Work order:
Using the material below, copy every line where "leaf" appears.

(Working data begins)

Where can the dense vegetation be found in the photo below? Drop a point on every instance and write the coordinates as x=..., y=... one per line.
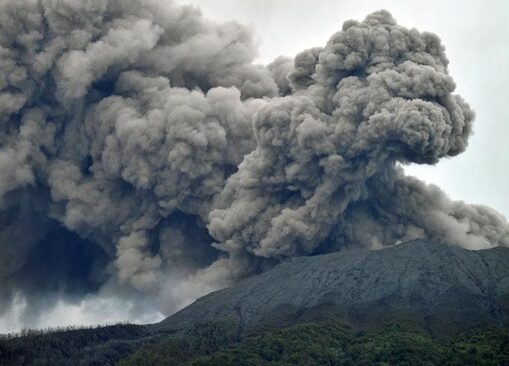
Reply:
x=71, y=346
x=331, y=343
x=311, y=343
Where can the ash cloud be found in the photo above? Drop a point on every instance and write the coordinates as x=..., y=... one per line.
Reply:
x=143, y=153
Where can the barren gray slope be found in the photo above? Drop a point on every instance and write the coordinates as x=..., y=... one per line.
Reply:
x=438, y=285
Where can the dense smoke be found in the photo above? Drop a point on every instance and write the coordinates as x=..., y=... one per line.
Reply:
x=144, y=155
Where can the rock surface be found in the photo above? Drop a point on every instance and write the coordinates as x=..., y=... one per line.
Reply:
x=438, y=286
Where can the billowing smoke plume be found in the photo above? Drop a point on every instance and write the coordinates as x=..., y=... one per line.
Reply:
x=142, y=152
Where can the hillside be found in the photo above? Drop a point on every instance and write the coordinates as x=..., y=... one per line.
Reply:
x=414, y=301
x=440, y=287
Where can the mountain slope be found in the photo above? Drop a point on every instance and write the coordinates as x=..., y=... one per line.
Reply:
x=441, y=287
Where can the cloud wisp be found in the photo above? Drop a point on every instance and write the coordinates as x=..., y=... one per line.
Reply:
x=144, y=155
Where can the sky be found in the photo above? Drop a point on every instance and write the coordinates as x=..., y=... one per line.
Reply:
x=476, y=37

(Working data ends)
(Working data begins)

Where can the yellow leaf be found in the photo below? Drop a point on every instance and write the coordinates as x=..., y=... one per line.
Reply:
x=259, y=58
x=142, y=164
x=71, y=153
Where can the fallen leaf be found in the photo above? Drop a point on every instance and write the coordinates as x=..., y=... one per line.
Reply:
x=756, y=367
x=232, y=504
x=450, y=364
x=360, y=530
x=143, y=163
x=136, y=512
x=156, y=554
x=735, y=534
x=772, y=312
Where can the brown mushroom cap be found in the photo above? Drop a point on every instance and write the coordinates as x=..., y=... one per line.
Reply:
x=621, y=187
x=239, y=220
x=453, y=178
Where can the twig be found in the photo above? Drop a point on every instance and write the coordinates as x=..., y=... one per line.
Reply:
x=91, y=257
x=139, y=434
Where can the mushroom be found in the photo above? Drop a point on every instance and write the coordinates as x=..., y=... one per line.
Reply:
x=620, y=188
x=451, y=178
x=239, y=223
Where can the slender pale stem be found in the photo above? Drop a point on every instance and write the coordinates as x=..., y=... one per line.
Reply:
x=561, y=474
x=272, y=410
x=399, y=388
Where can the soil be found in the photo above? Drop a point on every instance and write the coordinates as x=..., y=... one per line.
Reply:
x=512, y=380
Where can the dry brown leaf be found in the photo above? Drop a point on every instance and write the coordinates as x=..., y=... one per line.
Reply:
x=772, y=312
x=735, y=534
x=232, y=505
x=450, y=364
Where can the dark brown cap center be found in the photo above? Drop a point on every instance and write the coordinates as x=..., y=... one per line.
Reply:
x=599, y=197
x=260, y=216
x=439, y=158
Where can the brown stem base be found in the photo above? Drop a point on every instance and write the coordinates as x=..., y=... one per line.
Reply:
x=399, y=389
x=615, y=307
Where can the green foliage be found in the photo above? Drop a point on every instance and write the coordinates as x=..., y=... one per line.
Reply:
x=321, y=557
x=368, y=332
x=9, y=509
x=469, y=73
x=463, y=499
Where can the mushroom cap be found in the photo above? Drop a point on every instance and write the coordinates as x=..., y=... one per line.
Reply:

(Working data ends)
(Working data begins)

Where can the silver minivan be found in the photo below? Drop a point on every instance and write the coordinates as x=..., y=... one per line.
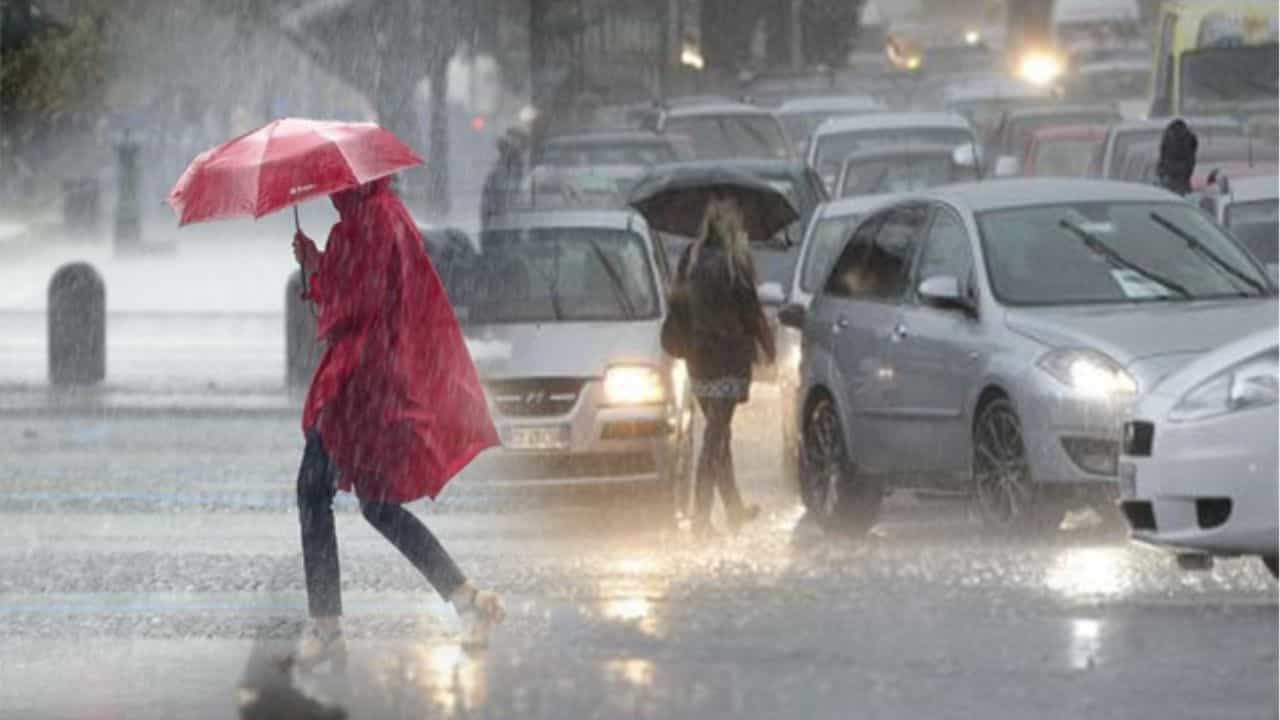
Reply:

(Working data ends)

Solved problem:
Where can the yellow leaf be found in the photo below? Drop a point on every instance and write the coordinates as x=..., y=... one per line.
Where can the fallen leaf be found in the photo above? Drop a point on every instance and write the coordinates as x=..., y=... one per line.
Where can the dry brown leaf be found in the photo above? Drop a point on every instance and write the coordinates as x=..., y=... one per line.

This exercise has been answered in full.